→ **WHAT THIS TASK INVOLVES**
Pull out every line of the listing below that contains the word "gravel" and copy each one in full. Case counts.

→ **DATA SUPPLIED**
/---

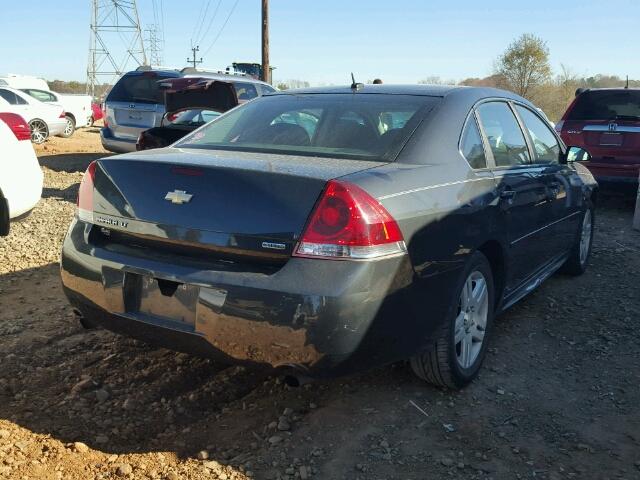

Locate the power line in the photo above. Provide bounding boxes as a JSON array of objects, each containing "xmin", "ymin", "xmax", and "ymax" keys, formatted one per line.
[
  {"xmin": 160, "ymin": 0, "xmax": 164, "ymax": 47},
  {"xmin": 87, "ymin": 0, "xmax": 147, "ymax": 95},
  {"xmin": 196, "ymin": 0, "xmax": 222, "ymax": 43},
  {"xmin": 203, "ymin": 0, "xmax": 240, "ymax": 57}
]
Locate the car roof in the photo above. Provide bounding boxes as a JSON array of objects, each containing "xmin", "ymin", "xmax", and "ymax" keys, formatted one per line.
[
  {"xmin": 272, "ymin": 84, "xmax": 466, "ymax": 97},
  {"xmin": 580, "ymin": 87, "xmax": 640, "ymax": 94},
  {"xmin": 125, "ymin": 67, "xmax": 268, "ymax": 85},
  {"xmin": 265, "ymin": 84, "xmax": 531, "ymax": 105}
]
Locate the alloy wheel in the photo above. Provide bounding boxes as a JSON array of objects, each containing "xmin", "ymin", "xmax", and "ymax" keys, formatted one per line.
[
  {"xmin": 29, "ymin": 120, "xmax": 49, "ymax": 143},
  {"xmin": 580, "ymin": 210, "xmax": 593, "ymax": 265},
  {"xmin": 454, "ymin": 270, "xmax": 489, "ymax": 369}
]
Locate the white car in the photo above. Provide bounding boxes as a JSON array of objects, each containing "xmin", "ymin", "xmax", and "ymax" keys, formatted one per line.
[
  {"xmin": 0, "ymin": 86, "xmax": 67, "ymax": 143},
  {"xmin": 20, "ymin": 88, "xmax": 93, "ymax": 138},
  {"xmin": 0, "ymin": 110, "xmax": 43, "ymax": 236}
]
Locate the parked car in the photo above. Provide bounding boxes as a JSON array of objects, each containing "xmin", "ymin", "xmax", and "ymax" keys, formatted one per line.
[
  {"xmin": 556, "ymin": 88, "xmax": 640, "ymax": 188},
  {"xmin": 0, "ymin": 110, "xmax": 42, "ymax": 236},
  {"xmin": 87, "ymin": 102, "xmax": 104, "ymax": 127},
  {"xmin": 136, "ymin": 78, "xmax": 240, "ymax": 150},
  {"xmin": 0, "ymin": 87, "xmax": 67, "ymax": 143},
  {"xmin": 20, "ymin": 88, "xmax": 92, "ymax": 138},
  {"xmin": 61, "ymin": 84, "xmax": 597, "ymax": 388},
  {"xmin": 100, "ymin": 67, "xmax": 275, "ymax": 153}
]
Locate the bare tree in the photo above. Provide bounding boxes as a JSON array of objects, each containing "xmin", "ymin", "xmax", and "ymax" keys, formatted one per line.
[{"xmin": 495, "ymin": 33, "xmax": 551, "ymax": 97}]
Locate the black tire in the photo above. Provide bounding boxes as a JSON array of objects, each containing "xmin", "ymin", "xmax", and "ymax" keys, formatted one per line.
[
  {"xmin": 410, "ymin": 252, "xmax": 495, "ymax": 389},
  {"xmin": 560, "ymin": 207, "xmax": 596, "ymax": 276},
  {"xmin": 60, "ymin": 115, "xmax": 76, "ymax": 138},
  {"xmin": 29, "ymin": 118, "xmax": 49, "ymax": 145}
]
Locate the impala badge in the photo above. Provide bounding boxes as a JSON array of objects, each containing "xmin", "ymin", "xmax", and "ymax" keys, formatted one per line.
[{"xmin": 164, "ymin": 190, "xmax": 193, "ymax": 205}]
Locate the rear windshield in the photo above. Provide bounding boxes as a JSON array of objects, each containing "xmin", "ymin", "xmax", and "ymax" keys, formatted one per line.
[
  {"xmin": 176, "ymin": 93, "xmax": 440, "ymax": 161},
  {"xmin": 567, "ymin": 90, "xmax": 640, "ymax": 120},
  {"xmin": 106, "ymin": 72, "xmax": 176, "ymax": 104}
]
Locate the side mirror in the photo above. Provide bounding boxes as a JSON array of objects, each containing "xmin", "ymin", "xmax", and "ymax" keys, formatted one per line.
[{"xmin": 566, "ymin": 147, "xmax": 591, "ymax": 163}]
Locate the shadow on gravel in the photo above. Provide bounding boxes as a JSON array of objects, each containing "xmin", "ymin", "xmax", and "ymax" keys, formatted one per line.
[
  {"xmin": 0, "ymin": 196, "xmax": 640, "ymax": 480},
  {"xmin": 0, "ymin": 264, "xmax": 272, "ymax": 462},
  {"xmin": 38, "ymin": 153, "xmax": 113, "ymax": 173}
]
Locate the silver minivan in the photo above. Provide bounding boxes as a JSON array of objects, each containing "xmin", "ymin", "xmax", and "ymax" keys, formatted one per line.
[{"xmin": 100, "ymin": 67, "xmax": 275, "ymax": 153}]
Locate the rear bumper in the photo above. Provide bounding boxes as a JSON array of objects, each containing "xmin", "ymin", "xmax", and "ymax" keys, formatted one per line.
[
  {"xmin": 61, "ymin": 220, "xmax": 447, "ymax": 376},
  {"xmin": 100, "ymin": 128, "xmax": 136, "ymax": 153},
  {"xmin": 47, "ymin": 118, "xmax": 67, "ymax": 136}
]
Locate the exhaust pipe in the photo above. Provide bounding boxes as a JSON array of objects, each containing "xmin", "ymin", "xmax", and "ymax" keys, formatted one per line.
[
  {"xmin": 73, "ymin": 308, "xmax": 95, "ymax": 330},
  {"xmin": 283, "ymin": 373, "xmax": 314, "ymax": 388}
]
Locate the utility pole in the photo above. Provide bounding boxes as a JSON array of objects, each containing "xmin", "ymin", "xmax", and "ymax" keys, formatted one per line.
[
  {"xmin": 187, "ymin": 45, "xmax": 202, "ymax": 68},
  {"xmin": 262, "ymin": 0, "xmax": 271, "ymax": 83},
  {"xmin": 87, "ymin": 0, "xmax": 148, "ymax": 95},
  {"xmin": 145, "ymin": 24, "xmax": 163, "ymax": 66}
]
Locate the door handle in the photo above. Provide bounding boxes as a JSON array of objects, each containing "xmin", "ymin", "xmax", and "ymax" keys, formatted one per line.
[
  {"xmin": 547, "ymin": 182, "xmax": 561, "ymax": 200},
  {"xmin": 500, "ymin": 190, "xmax": 516, "ymax": 202}
]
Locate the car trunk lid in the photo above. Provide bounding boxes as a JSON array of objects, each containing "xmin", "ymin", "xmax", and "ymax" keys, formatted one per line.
[{"xmin": 87, "ymin": 149, "xmax": 383, "ymax": 262}]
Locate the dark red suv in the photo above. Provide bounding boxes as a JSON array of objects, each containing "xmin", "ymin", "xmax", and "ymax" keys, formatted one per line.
[{"xmin": 556, "ymin": 88, "xmax": 640, "ymax": 186}]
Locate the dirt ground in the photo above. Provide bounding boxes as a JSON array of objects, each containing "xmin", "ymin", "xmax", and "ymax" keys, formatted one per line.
[{"xmin": 0, "ymin": 128, "xmax": 640, "ymax": 480}]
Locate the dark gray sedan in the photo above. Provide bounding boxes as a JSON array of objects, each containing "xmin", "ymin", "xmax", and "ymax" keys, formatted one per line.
[{"xmin": 61, "ymin": 85, "xmax": 597, "ymax": 388}]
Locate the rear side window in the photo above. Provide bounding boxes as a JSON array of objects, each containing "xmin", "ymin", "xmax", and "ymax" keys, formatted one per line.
[
  {"xmin": 516, "ymin": 105, "xmax": 560, "ymax": 163},
  {"xmin": 233, "ymin": 82, "xmax": 258, "ymax": 101},
  {"xmin": 179, "ymin": 93, "xmax": 440, "ymax": 161},
  {"xmin": 478, "ymin": 102, "xmax": 531, "ymax": 167},
  {"xmin": 260, "ymin": 84, "xmax": 277, "ymax": 95},
  {"xmin": 107, "ymin": 72, "xmax": 176, "ymax": 104},
  {"xmin": 0, "ymin": 89, "xmax": 20, "ymax": 105},
  {"xmin": 22, "ymin": 89, "xmax": 56, "ymax": 102},
  {"xmin": 460, "ymin": 117, "xmax": 487, "ymax": 168},
  {"xmin": 567, "ymin": 90, "xmax": 640, "ymax": 121}
]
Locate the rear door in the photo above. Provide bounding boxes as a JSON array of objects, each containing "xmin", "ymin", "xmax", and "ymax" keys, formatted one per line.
[
  {"xmin": 105, "ymin": 72, "xmax": 179, "ymax": 140},
  {"xmin": 561, "ymin": 89, "xmax": 640, "ymax": 165},
  {"xmin": 514, "ymin": 105, "xmax": 580, "ymax": 259},
  {"xmin": 476, "ymin": 101, "xmax": 549, "ymax": 293}
]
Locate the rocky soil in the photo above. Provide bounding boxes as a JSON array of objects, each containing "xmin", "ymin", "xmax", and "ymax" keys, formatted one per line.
[{"xmin": 0, "ymin": 129, "xmax": 640, "ymax": 480}]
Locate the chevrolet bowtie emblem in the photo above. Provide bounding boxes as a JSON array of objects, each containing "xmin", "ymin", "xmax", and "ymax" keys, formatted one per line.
[{"xmin": 164, "ymin": 190, "xmax": 193, "ymax": 205}]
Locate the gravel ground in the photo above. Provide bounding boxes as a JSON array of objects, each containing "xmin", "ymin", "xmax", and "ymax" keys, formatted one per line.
[{"xmin": 0, "ymin": 129, "xmax": 640, "ymax": 480}]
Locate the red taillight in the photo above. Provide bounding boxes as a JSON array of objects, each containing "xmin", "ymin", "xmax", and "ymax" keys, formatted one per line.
[
  {"xmin": 78, "ymin": 161, "xmax": 96, "ymax": 222},
  {"xmin": 294, "ymin": 180, "xmax": 407, "ymax": 259},
  {"xmin": 0, "ymin": 112, "xmax": 31, "ymax": 140}
]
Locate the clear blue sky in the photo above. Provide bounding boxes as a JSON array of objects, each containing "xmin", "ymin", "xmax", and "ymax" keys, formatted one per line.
[{"xmin": 0, "ymin": 0, "xmax": 640, "ymax": 84}]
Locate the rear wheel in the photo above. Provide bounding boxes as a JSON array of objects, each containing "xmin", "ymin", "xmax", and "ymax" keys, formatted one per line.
[
  {"xmin": 60, "ymin": 115, "xmax": 76, "ymax": 138},
  {"xmin": 562, "ymin": 208, "xmax": 595, "ymax": 275},
  {"xmin": 411, "ymin": 252, "xmax": 494, "ymax": 389},
  {"xmin": 29, "ymin": 118, "xmax": 49, "ymax": 144}
]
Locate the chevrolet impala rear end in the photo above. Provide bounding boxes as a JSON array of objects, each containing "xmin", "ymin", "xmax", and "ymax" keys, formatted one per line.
[{"xmin": 62, "ymin": 91, "xmax": 435, "ymax": 374}]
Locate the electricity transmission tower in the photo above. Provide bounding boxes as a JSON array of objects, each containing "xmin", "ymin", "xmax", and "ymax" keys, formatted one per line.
[
  {"xmin": 145, "ymin": 24, "xmax": 164, "ymax": 66},
  {"xmin": 87, "ymin": 0, "xmax": 148, "ymax": 95}
]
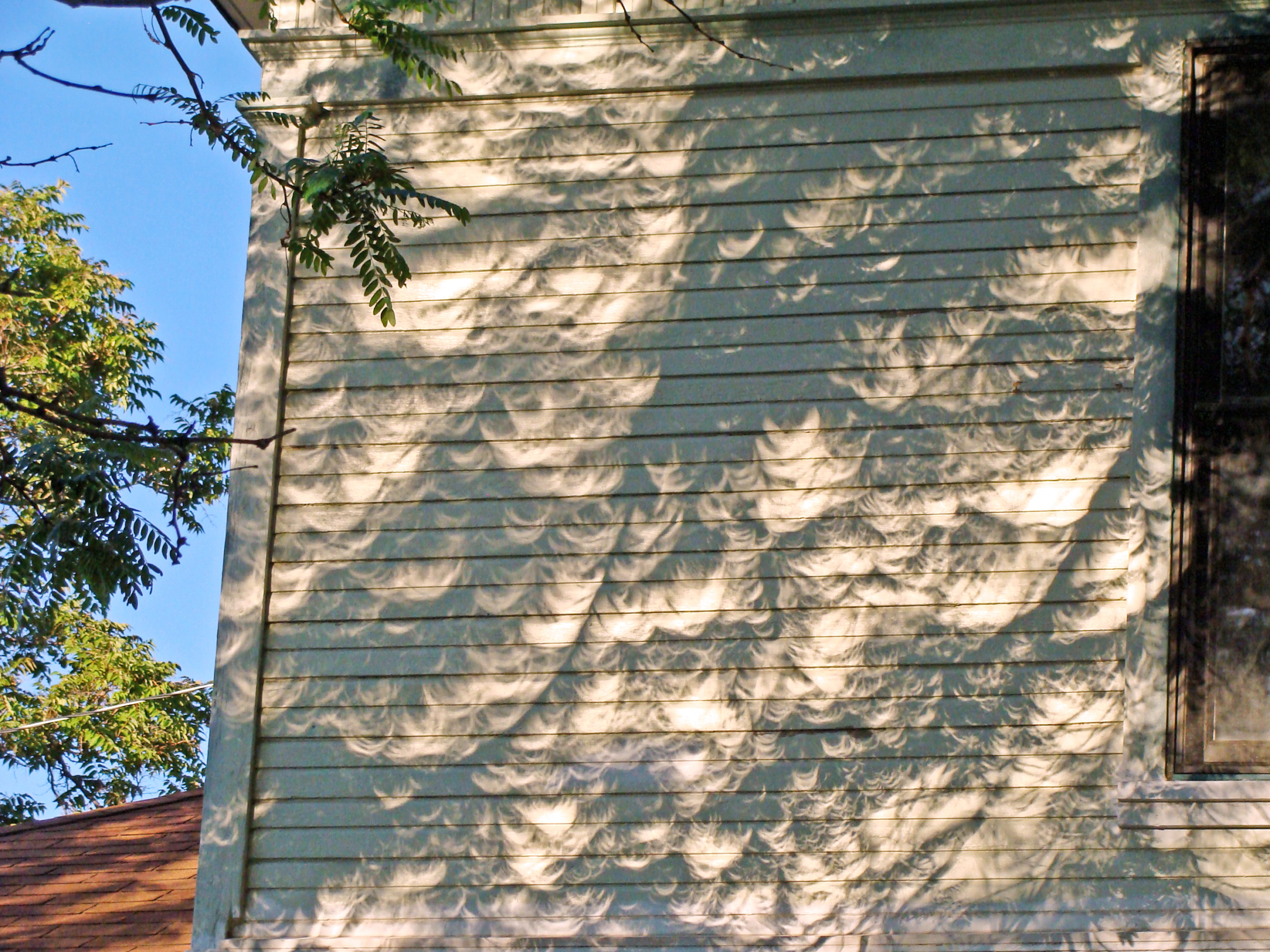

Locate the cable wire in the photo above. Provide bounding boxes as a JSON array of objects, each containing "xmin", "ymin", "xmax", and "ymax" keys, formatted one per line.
[{"xmin": 0, "ymin": 680, "xmax": 212, "ymax": 737}]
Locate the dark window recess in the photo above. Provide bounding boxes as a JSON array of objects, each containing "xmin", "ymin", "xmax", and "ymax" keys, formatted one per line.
[{"xmin": 1171, "ymin": 48, "xmax": 1270, "ymax": 774}]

\---

→ **REPLY TO THE EXERCISE**
Locate the shadow on gravel in the photo above. Provide bounding boxes as a JSON array of objects, each containing "xmin", "ymin", "xmax", and "ymax" keys, formatted one per line.
Locate the gravel ground in the photo above. Provide bounding boxes as a JSON array of objects, each containing "xmin", "ymin", "xmax", and "ymax" keys, formatted one per line.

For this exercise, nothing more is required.